Source text.
- - - - - - -
# Trash on the ice



## LabattICE50 (Feb 23, 2008)

I just got on lake Medina and am very disappointed to find someone’s trash that was left behind. Instead of ranting about the disrespectful pigs that left this mess I just want to remind our group to clean up after ourselves and to leave the ice the way you found it but with a few holes. 

Tight lines


----------



## OTHO HOLCOMB III (Feb 22, 2016)

AMEN!!


----------



## ducknut141 (Apr 26, 2017)

As sportsmen and women we should always remember to leave the great outdoors better than we found it. Great job at cleaning it up.


----------



## Whaler (Nov 16, 2004)

People who do that aren't sportsmen and women . They are lazy slobs !


----------



## sherman51 (Apr 12, 2011)

I don't ice fish anymore but I am disgusted at all the trash on our rivers and lakes. be it on the ice or off the ice we should all police our own. I have always tried to carry out more than I carry in.
sherman


----------



## Tuscarawas River Rat (Oct 9, 2017)

I'm with ya', guys!
The true sportsmen/women are not the culprits. Unfortunately, owning a fishing or hunting license does not a sportsman make.
In my neighborhood the worst offenders are the weekend party boat/canoe/kayak/innertube idiots. My question to all of these slobs would always be:
"You carried all of those full cans/bottles/paper and plastic bags from your car to your "boat", so why is it so hard for you to carry them out empty?"
There is no good answer to that.
The real question is:
"Who raised you?"
Lots of Americans just plain do not care. Or they've been raised to feel entitled. Or they always had Mommy to clean up after them. 
"Leave no trace" should be a mandatory course in all public schools..... probably around 5th or 6th grade.
There aughta be a law..... (Oh, wait! We already have anti-littering laws in place!)


----------



## All Eyes (Jul 28, 2004)

This topic comes up every year, and never fails to get under my skin. It should be legal to walk up and slap anyone you see leaving their trash and garbage behind. The causeways and other public shore fishing areas always look like dumps.


----------



## ducknut141 (Apr 26, 2017)
- - - - - - -
Entries.
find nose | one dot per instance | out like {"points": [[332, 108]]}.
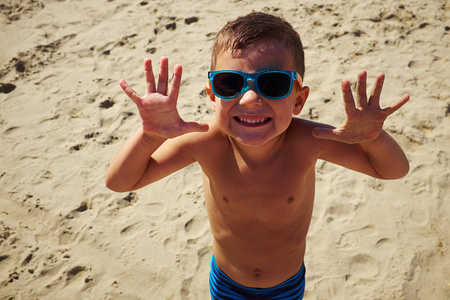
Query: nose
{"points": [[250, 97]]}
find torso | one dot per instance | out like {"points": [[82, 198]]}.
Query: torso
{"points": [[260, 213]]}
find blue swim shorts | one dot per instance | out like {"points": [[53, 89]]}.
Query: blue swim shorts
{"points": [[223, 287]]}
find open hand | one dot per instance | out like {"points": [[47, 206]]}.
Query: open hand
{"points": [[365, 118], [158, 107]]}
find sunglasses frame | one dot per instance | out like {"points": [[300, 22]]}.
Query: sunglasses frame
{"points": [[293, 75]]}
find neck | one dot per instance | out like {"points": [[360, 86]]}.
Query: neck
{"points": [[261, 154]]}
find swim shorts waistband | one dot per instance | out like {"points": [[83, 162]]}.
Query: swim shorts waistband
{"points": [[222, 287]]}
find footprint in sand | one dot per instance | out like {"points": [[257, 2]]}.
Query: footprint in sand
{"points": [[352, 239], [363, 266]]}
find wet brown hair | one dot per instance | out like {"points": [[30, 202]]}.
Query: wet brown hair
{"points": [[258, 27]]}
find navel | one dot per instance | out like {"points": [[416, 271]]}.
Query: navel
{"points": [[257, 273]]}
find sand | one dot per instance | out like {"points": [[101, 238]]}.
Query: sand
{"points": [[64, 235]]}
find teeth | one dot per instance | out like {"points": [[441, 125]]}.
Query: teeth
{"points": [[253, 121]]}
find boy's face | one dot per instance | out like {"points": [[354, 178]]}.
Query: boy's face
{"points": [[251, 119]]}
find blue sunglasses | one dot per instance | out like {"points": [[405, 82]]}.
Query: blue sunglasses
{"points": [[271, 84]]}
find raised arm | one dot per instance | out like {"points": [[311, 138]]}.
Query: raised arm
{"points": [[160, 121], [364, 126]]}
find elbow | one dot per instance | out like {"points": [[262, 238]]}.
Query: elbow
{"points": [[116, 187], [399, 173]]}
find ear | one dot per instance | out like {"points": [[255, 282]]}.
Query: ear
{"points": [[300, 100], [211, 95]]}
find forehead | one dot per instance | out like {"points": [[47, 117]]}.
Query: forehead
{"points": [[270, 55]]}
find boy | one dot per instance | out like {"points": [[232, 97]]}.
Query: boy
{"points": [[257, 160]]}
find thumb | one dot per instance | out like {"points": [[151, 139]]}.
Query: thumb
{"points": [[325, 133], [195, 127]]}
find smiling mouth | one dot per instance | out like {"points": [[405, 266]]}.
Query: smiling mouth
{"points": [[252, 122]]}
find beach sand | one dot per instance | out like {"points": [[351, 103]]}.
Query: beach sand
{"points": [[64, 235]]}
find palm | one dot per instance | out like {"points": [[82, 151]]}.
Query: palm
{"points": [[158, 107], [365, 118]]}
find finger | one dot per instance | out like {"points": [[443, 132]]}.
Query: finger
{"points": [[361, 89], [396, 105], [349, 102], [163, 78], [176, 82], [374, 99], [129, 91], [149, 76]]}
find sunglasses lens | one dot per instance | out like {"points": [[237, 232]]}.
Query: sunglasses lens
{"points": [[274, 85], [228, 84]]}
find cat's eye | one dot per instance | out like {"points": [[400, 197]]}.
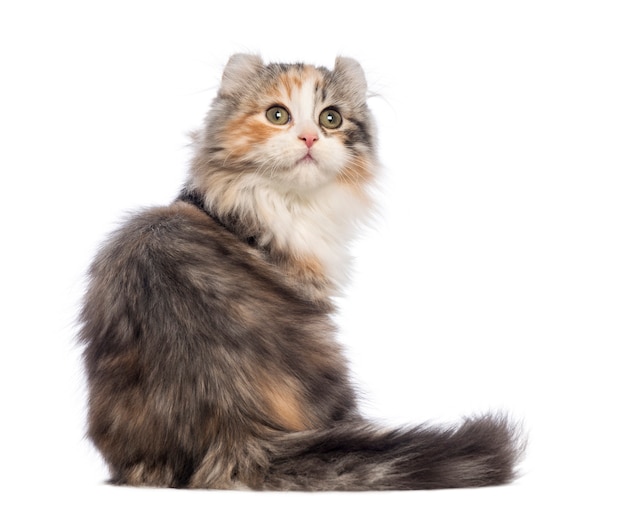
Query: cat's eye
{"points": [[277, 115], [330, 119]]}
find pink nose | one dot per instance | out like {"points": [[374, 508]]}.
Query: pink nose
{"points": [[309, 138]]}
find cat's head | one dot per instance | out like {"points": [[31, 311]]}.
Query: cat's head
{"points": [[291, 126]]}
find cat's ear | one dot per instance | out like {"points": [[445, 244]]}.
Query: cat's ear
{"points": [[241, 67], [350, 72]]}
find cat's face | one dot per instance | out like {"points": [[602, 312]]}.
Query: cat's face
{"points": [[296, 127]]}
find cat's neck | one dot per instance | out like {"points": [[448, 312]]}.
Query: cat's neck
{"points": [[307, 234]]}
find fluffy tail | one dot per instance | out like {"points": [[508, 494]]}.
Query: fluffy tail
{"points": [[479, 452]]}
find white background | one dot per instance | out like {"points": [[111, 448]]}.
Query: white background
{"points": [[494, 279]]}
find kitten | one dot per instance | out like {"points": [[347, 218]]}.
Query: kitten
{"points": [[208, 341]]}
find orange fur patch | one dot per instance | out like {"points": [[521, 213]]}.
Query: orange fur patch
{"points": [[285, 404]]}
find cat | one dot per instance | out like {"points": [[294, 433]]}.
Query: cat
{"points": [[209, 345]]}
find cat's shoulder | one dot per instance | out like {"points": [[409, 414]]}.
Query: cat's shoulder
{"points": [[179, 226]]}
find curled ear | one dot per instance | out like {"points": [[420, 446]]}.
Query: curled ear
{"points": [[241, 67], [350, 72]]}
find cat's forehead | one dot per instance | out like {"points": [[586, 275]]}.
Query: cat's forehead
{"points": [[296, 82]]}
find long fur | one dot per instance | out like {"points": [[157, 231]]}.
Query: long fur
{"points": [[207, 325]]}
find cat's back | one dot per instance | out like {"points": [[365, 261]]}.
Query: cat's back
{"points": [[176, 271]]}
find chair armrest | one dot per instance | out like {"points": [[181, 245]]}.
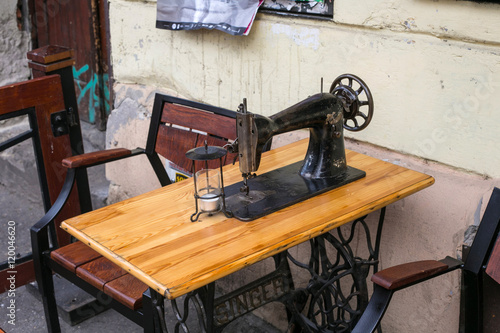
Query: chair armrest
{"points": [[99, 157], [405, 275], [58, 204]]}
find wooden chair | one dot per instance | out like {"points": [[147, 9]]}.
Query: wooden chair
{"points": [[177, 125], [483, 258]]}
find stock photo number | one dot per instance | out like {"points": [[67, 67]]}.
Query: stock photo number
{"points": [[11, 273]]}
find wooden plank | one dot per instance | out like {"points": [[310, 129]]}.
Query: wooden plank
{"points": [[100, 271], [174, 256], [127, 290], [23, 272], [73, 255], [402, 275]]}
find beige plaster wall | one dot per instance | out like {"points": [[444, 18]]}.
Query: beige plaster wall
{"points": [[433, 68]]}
- - - - - - -
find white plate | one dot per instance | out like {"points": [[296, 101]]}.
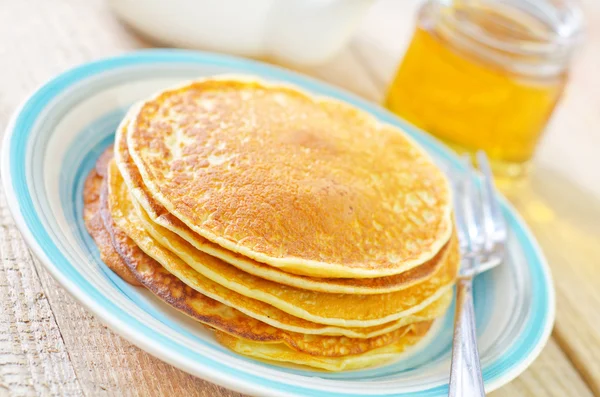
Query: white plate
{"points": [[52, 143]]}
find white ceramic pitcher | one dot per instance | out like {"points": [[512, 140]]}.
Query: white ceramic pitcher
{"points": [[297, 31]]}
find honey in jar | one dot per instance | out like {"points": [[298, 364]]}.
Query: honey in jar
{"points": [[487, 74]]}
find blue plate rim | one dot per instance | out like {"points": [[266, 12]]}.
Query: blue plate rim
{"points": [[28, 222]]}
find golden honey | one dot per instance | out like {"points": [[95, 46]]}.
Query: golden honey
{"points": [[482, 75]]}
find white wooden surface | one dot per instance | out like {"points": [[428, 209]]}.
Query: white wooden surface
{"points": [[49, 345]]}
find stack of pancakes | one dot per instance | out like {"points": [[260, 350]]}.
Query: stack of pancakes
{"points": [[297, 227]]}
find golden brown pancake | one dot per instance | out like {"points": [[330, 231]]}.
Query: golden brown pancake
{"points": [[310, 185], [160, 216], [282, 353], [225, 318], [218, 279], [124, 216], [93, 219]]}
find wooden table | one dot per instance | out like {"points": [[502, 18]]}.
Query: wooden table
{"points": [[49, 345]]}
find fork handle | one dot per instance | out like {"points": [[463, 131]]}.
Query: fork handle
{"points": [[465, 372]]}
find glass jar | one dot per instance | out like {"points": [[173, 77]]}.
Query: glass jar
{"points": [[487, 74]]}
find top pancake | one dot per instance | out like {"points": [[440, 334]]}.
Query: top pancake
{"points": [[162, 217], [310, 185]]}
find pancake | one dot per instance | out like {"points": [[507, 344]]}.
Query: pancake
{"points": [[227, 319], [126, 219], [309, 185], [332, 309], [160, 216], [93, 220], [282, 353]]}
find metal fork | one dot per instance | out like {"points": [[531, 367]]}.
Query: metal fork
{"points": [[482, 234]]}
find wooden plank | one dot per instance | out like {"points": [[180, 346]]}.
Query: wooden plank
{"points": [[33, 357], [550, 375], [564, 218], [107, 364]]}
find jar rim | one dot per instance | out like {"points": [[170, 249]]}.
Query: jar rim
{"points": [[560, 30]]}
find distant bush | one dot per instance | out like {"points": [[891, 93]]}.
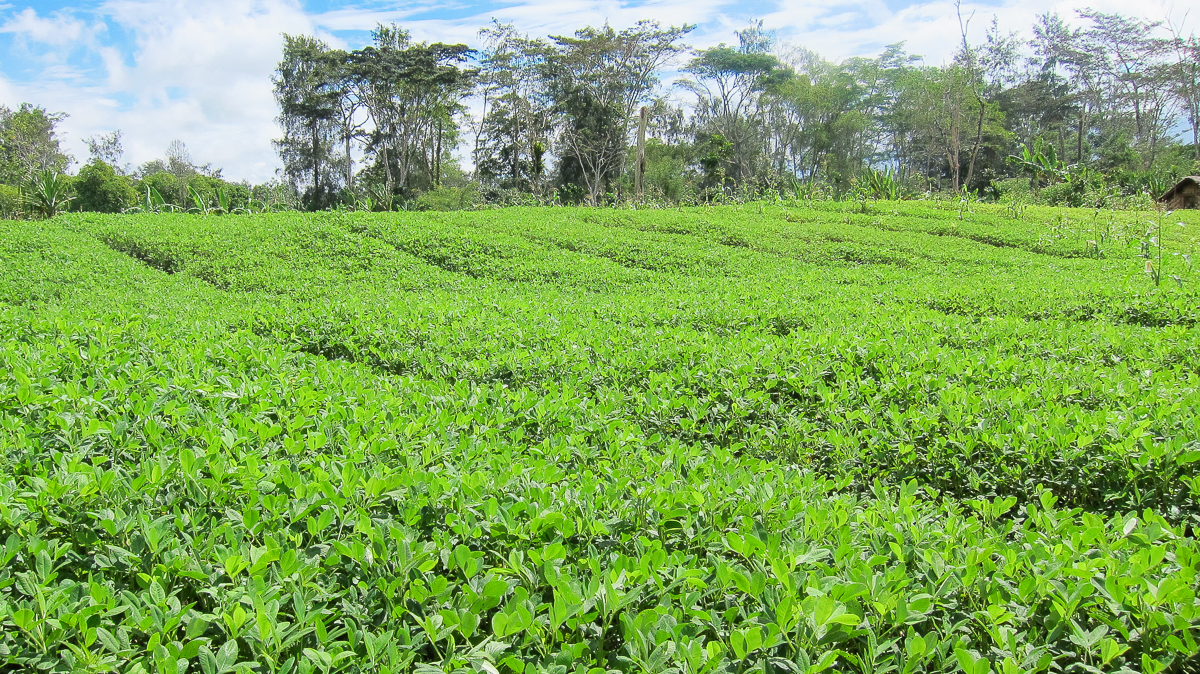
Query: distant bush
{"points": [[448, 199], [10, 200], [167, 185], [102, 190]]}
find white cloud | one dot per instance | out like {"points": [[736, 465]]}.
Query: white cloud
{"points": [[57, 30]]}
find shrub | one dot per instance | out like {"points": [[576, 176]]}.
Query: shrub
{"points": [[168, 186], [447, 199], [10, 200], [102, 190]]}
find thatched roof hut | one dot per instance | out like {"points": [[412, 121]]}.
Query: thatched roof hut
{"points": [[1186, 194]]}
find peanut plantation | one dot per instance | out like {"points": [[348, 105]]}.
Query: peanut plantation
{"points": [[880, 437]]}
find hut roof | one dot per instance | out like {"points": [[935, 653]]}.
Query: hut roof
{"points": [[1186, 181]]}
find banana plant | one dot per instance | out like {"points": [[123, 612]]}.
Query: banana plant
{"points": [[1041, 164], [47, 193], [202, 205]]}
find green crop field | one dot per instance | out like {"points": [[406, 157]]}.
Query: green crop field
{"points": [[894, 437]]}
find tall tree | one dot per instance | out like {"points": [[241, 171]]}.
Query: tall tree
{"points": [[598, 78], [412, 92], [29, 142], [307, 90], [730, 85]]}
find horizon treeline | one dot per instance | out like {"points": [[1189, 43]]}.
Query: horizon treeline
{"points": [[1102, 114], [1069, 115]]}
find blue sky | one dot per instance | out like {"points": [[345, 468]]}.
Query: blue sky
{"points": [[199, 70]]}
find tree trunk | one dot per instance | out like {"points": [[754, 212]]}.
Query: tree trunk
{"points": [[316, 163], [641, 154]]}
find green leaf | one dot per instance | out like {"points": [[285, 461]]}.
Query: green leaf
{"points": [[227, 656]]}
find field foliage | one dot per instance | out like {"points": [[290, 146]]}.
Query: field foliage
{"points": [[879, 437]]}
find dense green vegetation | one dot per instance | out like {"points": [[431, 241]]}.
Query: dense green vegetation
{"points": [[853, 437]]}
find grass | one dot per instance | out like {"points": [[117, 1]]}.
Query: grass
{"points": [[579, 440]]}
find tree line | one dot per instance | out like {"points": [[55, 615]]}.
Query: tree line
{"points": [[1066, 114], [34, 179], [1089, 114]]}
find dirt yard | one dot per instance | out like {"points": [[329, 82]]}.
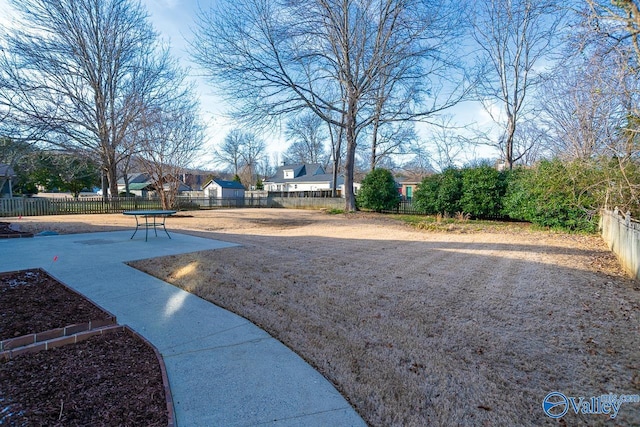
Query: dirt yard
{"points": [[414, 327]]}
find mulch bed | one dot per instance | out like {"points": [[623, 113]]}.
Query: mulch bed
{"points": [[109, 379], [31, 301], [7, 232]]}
- - - - - - -
Actions to take.
[1] In the forum thread about trash left on the ice, which lake was LabattICE50 on when they found the trash?
[2] Go on with the forum thread about trash left on the ice, starting from where it stops.

Task-by-task outputs.
[1] Lake Medina.

[2]
All Eyes I am rite there with you


----------



## ress (Jan 1, 2008)

Tuscarawas River Rat said:


> I'm with ya', guys!
> The true sportsmen/women are not the culprits. Unfortunately, owning a fishing or hunting license does not a sportsman make.
> In my neighborhood the worst offenders are the weekend party boat/canoe/kayak/innertube idiots. My question to all of these slobs would always be:
> "You carried all of those full cans/bottles/paper and plastic bags from your car to your "boat", so why is it so hard for you to carry them out empty?"
> ...


Imagine what their house looks like..Slobs


----------



## ducknut141 (Apr 26, 2017)

Their house is probably spotless. They leave all their trash wear ever they go


----------



## All Eyes (Jul 28, 2004)

ducknut141 said:


> Their house is probably spotless. They leave all their trash wear ever they go


Pretty sure the people in question are pigs at home as well. It comes down to an awareness of self and overall appreciation for the outdoors. Whether it comes from the way they were raised or simply a lack of caring. Either way it is unexceptable. It's not that hard people. Carry a bag. Aside from footprints, don't leave a trace of you behind.


----------



## sherman51 (Apr 12, 2011)

back a few yrs ago I would go down to tn and go 4 wheeling with a friend on our atv's at black house mountain trails. the trash got so bad a sign was posted either the trash stops or the riding stops. this was a great place to ride and was free. so we started taking a large trash bag each. I would fill mine with trach, pick up busted coolers, and any other large items. my friend would fill his with cans. then we would carry them out. my friend dumped the cans in his drive way and let cars mash them flat. so at least he got paid for his trash. but as time went on others read the sign and seen what we was doing and others asked what we were doing. then we started seeing others cleaning up. by the time we stopped riding the place looked great and the sign came down. we stopped taking our bags for lack of trash and cans. but I would still pick up larger items like beer cartons. my friend mashed up cans that we found and put them in our atv bags. it only took 2 people being concerned about the trash to get it cleaned up.
sherman


----------



## Shad Rap (Nov 10, 2010)

Where there are humans...there will be trash...some humans are trash...


----------



## Osmerus (Dec 5, 2012)

I always have a small garbage bag or two in my tackle bag so when i find garabge where im fishing i pick it up. I have prolly pulled tons of grabage from our local rivers ,lakes and the Erie shoreline. Had a guy ask me one time why i do that its not your garbage. Told him its everyones garbage and if i don't pick it up who will. Takes no time to clean up an area, if all us respectable fisherman did this there would alot less plastic floating in our waterways.

Most collected garbage items:
Plastic Grocery bags
Water bottles and other plstic bev. bottles
Worm containers and styro cups.


----------



## sherman51 (Apr 12, 2011)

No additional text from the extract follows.